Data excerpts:

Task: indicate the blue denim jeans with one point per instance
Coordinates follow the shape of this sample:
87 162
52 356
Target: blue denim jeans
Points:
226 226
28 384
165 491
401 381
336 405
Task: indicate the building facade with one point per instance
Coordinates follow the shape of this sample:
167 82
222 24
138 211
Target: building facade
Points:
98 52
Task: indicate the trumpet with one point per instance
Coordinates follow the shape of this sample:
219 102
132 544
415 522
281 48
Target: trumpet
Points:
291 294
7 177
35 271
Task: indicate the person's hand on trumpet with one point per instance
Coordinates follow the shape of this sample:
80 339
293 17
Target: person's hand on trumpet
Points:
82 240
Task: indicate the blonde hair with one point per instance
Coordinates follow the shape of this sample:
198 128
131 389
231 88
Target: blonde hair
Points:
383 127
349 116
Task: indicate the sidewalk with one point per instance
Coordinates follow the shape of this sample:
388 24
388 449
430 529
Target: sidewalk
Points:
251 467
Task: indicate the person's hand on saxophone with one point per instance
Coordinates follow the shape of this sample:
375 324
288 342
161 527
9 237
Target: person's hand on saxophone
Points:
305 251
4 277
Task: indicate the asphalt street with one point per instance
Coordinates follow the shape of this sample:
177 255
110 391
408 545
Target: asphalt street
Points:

WHAT IS REQUIRED:
I would like you to return every entry exactly, with nothing changed.

YOUR RESPONSE:
Task: indicate the blue denim jeans with one point per instance
Coordinates follow the shape of this sample:
87 162
52 356
Target: blue denim jeans
Points:
226 226
28 384
165 491
401 381
336 405
Task: indicate the building facade with one point per instance
Coordinates follow the shape of this sample:
167 82
222 24
138 211
Target: building facade
Points:
98 52
Task: indicate the trumpet with one point per instance
Coordinates follow the shape of this sample:
219 102
132 544
415 522
281 48
Target: trumpet
Points:
291 294
7 177
35 271
Task: indicate the person's hand on trumpet with one point per instance
Coordinates follow the shape of this sample:
80 339
293 17
Target: person's hand on trumpet
Points:
82 240
Task: indicate the blonde hair with one point per instance
Coordinates follow the shape of this sample:
198 128
131 389
231 88
Target: blonde hair
Points:
383 127
349 116
Task: indicate the sidewalk with one point per instance
Coordinates follow the shape of this sample:
388 24
388 449
430 529
Target: sidewalk
Points:
251 467
Task: indicate the person's hand on saxophone with one point per instance
Coordinates follow the shape of this sample:
375 324
288 342
161 527
9 237
Target: person's hand on saxophone
Points:
305 251
4 277
Task: indicate the asphalt street with one point per instance
Coordinates follow the shape of this sample:
177 255
110 391
408 545
Target: asphalt street
Points:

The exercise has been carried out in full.